What the exercise asks: Here are the records. Write out exactly the lines between the one holding "[[185, 282], [351, 169]]" and the one holding "Guideline: mark the textured", inclusive.
_____
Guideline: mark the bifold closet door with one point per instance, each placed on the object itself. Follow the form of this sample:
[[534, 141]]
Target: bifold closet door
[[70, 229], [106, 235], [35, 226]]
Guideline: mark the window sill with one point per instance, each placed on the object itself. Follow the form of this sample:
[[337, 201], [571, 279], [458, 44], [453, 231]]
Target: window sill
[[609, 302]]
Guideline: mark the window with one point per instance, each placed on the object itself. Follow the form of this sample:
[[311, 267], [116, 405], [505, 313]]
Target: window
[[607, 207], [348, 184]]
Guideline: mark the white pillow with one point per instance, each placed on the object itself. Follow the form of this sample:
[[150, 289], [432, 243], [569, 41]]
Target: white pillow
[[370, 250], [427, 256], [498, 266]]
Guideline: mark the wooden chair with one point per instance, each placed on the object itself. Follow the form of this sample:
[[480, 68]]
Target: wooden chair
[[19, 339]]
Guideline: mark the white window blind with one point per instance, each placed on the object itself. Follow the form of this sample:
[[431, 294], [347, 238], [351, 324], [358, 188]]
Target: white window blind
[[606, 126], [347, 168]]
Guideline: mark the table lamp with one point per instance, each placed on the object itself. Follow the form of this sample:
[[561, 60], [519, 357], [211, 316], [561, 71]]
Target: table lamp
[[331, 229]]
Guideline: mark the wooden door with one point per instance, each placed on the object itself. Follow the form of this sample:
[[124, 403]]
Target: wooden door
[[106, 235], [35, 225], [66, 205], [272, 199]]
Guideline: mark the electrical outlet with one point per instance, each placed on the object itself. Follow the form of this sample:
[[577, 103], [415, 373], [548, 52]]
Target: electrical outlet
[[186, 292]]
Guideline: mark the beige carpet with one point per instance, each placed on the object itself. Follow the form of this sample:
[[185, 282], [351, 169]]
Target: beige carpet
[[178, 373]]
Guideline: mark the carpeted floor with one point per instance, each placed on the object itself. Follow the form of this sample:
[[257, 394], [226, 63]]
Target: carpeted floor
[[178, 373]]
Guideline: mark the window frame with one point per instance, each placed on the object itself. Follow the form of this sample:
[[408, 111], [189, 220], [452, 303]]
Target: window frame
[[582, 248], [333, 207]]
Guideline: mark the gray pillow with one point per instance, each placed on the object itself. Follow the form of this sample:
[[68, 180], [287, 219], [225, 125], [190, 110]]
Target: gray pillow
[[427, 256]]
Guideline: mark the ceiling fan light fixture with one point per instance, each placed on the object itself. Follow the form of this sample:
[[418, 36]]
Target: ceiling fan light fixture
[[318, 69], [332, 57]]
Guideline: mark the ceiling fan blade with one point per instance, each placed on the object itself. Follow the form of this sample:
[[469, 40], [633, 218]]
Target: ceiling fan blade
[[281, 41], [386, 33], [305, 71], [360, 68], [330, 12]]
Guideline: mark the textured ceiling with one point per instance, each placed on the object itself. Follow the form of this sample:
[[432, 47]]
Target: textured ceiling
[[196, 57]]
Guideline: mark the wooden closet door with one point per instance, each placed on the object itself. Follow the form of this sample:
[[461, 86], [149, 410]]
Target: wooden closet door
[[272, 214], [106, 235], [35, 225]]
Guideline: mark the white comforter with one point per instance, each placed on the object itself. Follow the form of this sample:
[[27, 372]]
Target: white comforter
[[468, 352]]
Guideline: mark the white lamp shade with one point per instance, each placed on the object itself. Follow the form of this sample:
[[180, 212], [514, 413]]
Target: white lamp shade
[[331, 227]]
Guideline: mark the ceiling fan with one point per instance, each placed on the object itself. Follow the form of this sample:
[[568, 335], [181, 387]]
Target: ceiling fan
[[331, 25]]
_____
Response to this exercise:
[[185, 282], [351, 169]]
Target: beige carpet
[[178, 373]]
Guideline: mark the carpeted floor with one point per instance, each placed on the object itself. Follow the form of this sample:
[[257, 394], [226, 63]]
Target: carpeted floor
[[178, 373]]
Guideline: mark the window frame with one point per instance, each placed on the object itself. Follow the form of this sample:
[[408, 111], [189, 220], [452, 303]]
Target: window frame
[[582, 248], [333, 207]]
Guideline: mark the gray pillow with one point per instance, each placed on the object itself. Follow the form of this sample:
[[68, 180], [287, 219], [225, 125], [190, 110]]
Target: gray pillow
[[427, 256]]
Guideline: mark the ceiling fan light fixture with one point per instance, each placed on the object itself. Follow the form of this sample:
[[418, 36]]
Target: ceiling fan light fixture
[[318, 69], [332, 57]]
Guideline: mark the ceiling fan blade with one point per instance, each placed on the object itself. Follow the form of this sample:
[[469, 40], [633, 218]]
Target: ceiling fan blade
[[281, 41], [386, 33], [305, 71], [360, 68], [330, 12]]
Guideline: mark the textured ceiling with one point per instance, each placed on the object itself. Follow the form of this sample:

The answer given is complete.